What you have to do: Only the words of the entries are wanted, repeated exactly and without images.

*** Begin section ***

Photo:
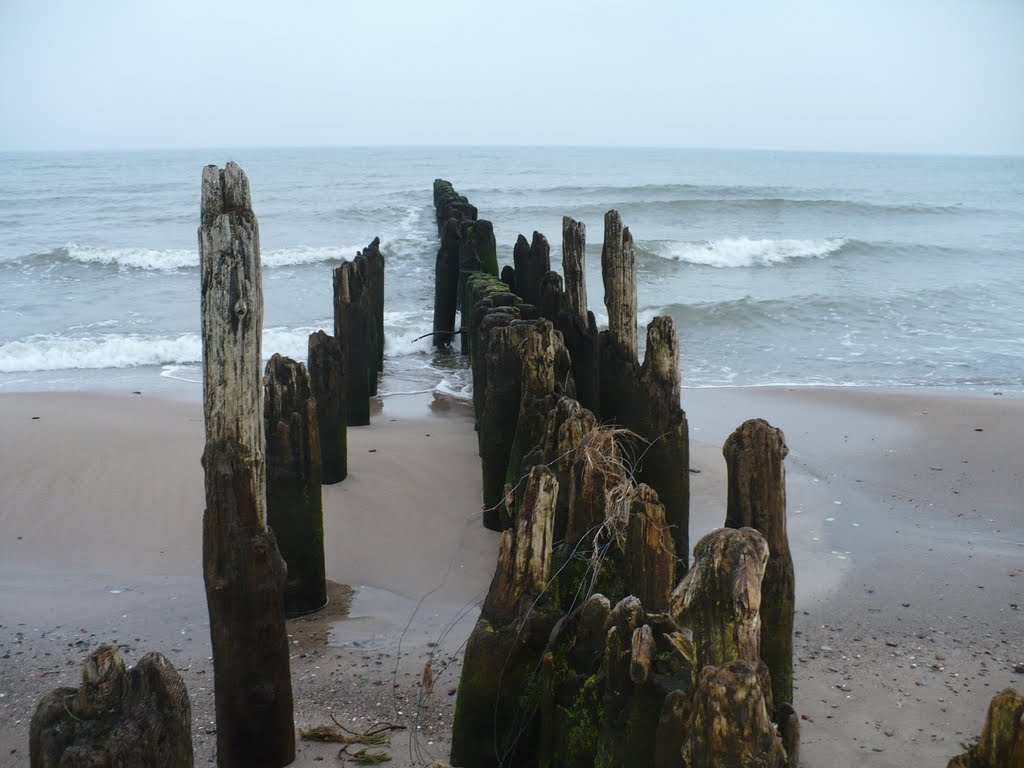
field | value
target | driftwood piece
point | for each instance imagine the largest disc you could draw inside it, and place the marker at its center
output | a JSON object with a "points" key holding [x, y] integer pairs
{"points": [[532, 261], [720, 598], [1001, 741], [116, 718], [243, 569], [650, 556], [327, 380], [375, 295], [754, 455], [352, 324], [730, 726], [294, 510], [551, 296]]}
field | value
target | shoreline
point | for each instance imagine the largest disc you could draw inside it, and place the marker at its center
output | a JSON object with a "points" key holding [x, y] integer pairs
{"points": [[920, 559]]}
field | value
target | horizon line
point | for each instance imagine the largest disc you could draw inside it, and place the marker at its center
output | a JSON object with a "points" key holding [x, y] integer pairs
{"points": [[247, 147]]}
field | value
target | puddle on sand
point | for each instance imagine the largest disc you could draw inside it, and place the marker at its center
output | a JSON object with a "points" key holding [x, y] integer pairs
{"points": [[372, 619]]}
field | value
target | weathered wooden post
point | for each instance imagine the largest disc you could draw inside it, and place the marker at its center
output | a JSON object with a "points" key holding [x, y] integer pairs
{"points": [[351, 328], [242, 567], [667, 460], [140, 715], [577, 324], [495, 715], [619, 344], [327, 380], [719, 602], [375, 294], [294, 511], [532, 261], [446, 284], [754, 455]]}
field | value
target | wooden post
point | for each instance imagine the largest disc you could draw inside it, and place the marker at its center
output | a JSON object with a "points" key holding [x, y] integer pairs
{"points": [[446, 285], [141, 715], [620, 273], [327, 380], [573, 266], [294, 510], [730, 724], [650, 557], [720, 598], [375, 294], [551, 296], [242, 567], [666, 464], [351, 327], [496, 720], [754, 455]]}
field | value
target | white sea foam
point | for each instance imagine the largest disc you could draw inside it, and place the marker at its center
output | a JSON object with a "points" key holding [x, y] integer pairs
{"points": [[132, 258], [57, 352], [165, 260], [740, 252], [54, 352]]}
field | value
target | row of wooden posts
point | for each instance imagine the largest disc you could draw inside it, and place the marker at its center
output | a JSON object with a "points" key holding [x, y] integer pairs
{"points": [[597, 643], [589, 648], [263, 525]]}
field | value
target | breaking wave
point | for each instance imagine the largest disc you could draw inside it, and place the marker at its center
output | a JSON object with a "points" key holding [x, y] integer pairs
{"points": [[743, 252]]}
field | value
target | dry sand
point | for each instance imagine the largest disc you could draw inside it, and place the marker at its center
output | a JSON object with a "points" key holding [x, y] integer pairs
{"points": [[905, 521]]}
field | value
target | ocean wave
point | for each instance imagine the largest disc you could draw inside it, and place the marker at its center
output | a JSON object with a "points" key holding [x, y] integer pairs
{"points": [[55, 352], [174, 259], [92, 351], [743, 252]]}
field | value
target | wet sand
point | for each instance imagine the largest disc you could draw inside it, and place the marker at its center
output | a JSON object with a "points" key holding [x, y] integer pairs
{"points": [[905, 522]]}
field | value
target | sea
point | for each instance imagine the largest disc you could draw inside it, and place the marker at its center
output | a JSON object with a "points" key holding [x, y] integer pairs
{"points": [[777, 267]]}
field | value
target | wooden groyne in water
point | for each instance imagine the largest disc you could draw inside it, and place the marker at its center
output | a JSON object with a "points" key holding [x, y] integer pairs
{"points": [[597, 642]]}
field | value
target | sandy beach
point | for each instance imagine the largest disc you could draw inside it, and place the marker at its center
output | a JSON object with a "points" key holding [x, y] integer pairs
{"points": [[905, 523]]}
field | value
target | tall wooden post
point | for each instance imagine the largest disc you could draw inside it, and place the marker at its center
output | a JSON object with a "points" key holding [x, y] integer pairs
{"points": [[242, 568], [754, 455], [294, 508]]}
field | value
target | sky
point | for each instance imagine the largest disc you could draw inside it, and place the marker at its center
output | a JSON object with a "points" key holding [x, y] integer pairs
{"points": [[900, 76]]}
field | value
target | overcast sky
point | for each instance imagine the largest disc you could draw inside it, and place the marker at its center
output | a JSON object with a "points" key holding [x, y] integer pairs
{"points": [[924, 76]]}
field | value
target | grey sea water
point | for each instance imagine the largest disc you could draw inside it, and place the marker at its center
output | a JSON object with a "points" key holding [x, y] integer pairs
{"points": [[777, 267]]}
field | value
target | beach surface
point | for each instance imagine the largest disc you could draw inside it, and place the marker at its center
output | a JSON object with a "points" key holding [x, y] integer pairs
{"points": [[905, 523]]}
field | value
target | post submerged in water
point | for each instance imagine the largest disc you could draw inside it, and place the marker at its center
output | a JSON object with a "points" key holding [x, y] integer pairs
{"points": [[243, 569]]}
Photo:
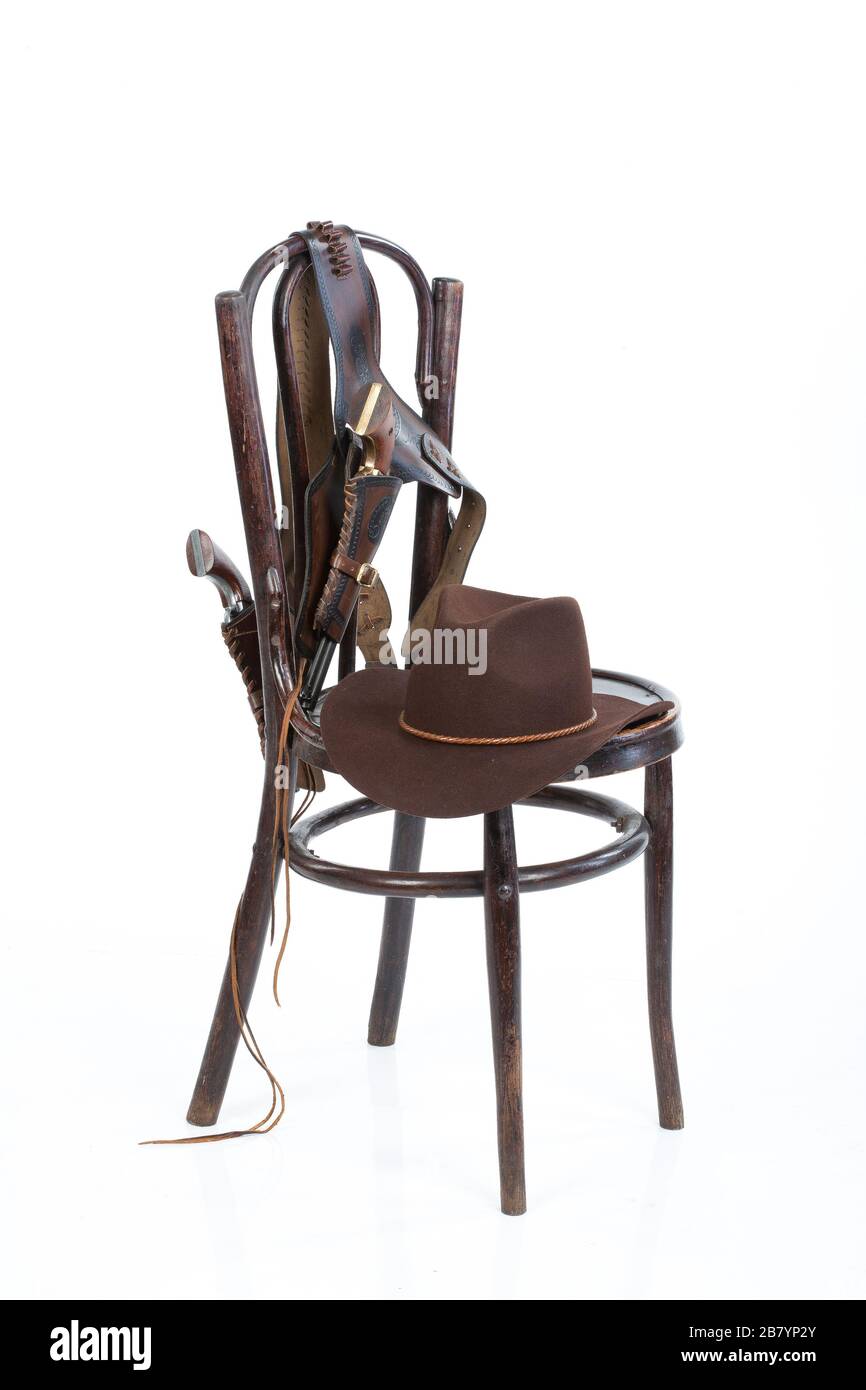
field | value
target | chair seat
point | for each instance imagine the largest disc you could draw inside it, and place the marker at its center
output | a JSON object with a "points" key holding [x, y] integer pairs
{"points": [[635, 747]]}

*** End section ***

Result of this exercise:
Photo:
field | value
target | driftwood piece
point | for each instance imagine the largest disc you could draw inside it, and place the marker at its center
output | a JSON object with a "points" key holding [x, y] integer pairs
{"points": [[532, 261], [720, 598], [1001, 741], [116, 718], [243, 569], [650, 556], [327, 380], [375, 295], [754, 455], [352, 324], [730, 726], [294, 510], [551, 296]]}
field | value
target | shoreline
point | for each instance imagine the largest disc you could draw inside it, and place the marker at its center
output | a JSON object with a "points" key holding [x, y] integer pairs
{"points": [[920, 559]]}
field | value
target | horizon line
point | for each instance imagine the largest disc you could draw inside it, and place the marker at its center
output | a JSON object with a "points" key holding [x, y] integer pairs
{"points": [[247, 147]]}
field | value
target | puddle on sand
point | for each instance imagine the largest disc you could draw inside it, and place the marker at its center
output | a JSON object with a "points" key holding [x, y] integer pairs
{"points": [[372, 619]]}
field | value
target | weathered wooden post
point | for each instance imagine the largest disc you could draw inside it, and place the marker at its center
output | a JSON object with a "points" key holding [x, y] integer pairs
{"points": [[351, 328], [242, 567], [667, 460], [140, 715], [577, 324], [495, 715], [619, 344], [327, 380], [719, 602], [375, 294], [294, 511], [532, 261], [446, 284], [754, 455]]}
field | value
target | wooden post
point | for each instance imagine the largest disc you could draw inside it, and place the marker at its center
output | a JSON object with a "points" key holding [x, y] integer pairs
{"points": [[446, 285], [141, 715], [620, 273], [327, 380], [573, 266], [294, 510], [730, 724], [650, 557], [720, 598], [375, 294], [551, 296], [242, 567], [666, 464], [351, 327], [496, 720], [754, 455]]}
field | value
target | white sea foam
point | for each instance imagine the largest disc you could draw inside it, and place the marker at its center
output | a JSON object with a "points" key holding [x, y] integer pairs
{"points": [[132, 258], [57, 352], [165, 260], [740, 252], [54, 352]]}
field | value
target | row of wooden posts
point | for each instance imagine the largest disc you could draw inside it, and place the marker at its center
output | a JSON object with a "points" key holding [x, y] integer pairs
{"points": [[597, 643], [589, 648], [263, 525]]}
field | value
target | breaking wave
point | for each instance imagine the largest disc you could draw inside it, and place the marker at its center
output | a JSON object with a "points" key holding [x, y] integer pairs
{"points": [[743, 252]]}
field | value
target | dry sand
point | for each instance imagine the largest disc you could draw inside it, and place the marker at its center
output | a JSON object with a "points" key holding [x, y] integer pairs
{"points": [[905, 521]]}
field | value
target | ocean wave
point | for each instance imagine the largest disc you could draw inside it, and place the marker at its center
output | a JSON object with a "points" key holding [x, y] integer pairs
{"points": [[55, 352], [174, 259], [92, 351], [743, 252]]}
field | value
target | wet sand
point | for each instance imagine the largest disc you could draw inside it, and place the marker at its center
output | a JSON object with a "points" key holding [x, y] integer pairs
{"points": [[905, 522]]}
field | value
target | sea
point | for each instance imagine the largest disc you could draw inside it, and place the marker at its center
output | a JSON object with a "points" key holding [x, y] integer pairs
{"points": [[777, 267]]}
field | value
target | wooden groyne in water
point | for each instance imagine the largest disc you could draw inside it, and place the marker at its center
output | a JSON object with a "points" key holding [x, y] integer pairs
{"points": [[597, 642]]}
field | value
target | sandy beach
point | for each instance imagine the largest disc you could draw inside it, and place the marker at its center
output | a JSON object with a "points" key holding [x, y] integer pairs
{"points": [[905, 523]]}
field | value
target | tall wooden post
point | for each instance imagine the largest disc you could draw inside it, and place the marker at its center
output | a JSON object with a "points" key holding [x, y] integer pairs
{"points": [[242, 568], [754, 455], [294, 508]]}
field | value
target | sky
point | for each instance imagine the largest disc you could draw inside it, and place the marker at its center
output | a JSON object with a "points" key holding [x, y] integer pairs
{"points": [[900, 76]]}
field | value
target | overcast sky
point | for each instance imagine the largest disc you could draw inside it, and place the marker at its center
output | a JSON object with a "points" key holding [x, y] integer pairs
{"points": [[924, 76]]}
field | value
target | grey sea water
point | for each instance imagine the largest disc you could draw inside it, and place the marker at its center
output | a JSON object with a "points" key holding [x, y] integer pairs
{"points": [[777, 267]]}
field | value
target | beach surface
point | for each instance imagine the largest disc you could draw inside it, and place the marker at its center
output | a JSON object with a "points" key holding [x, y] integer pairs
{"points": [[905, 523]]}
field | value
target | post submerged in water
point | for each instance imagine the largest disc you could draw inside it, and place the marker at its center
output | a JSON object with a "points" key holding [x, y] integer pairs
{"points": [[243, 569]]}
Photo:
field | value
target | chair seat
point | for each instance imagine the largest disc you could draw inside it, and place the marker at its center
output | a JSON object with a "points" key holding [x, y] integer pairs
{"points": [[635, 747]]}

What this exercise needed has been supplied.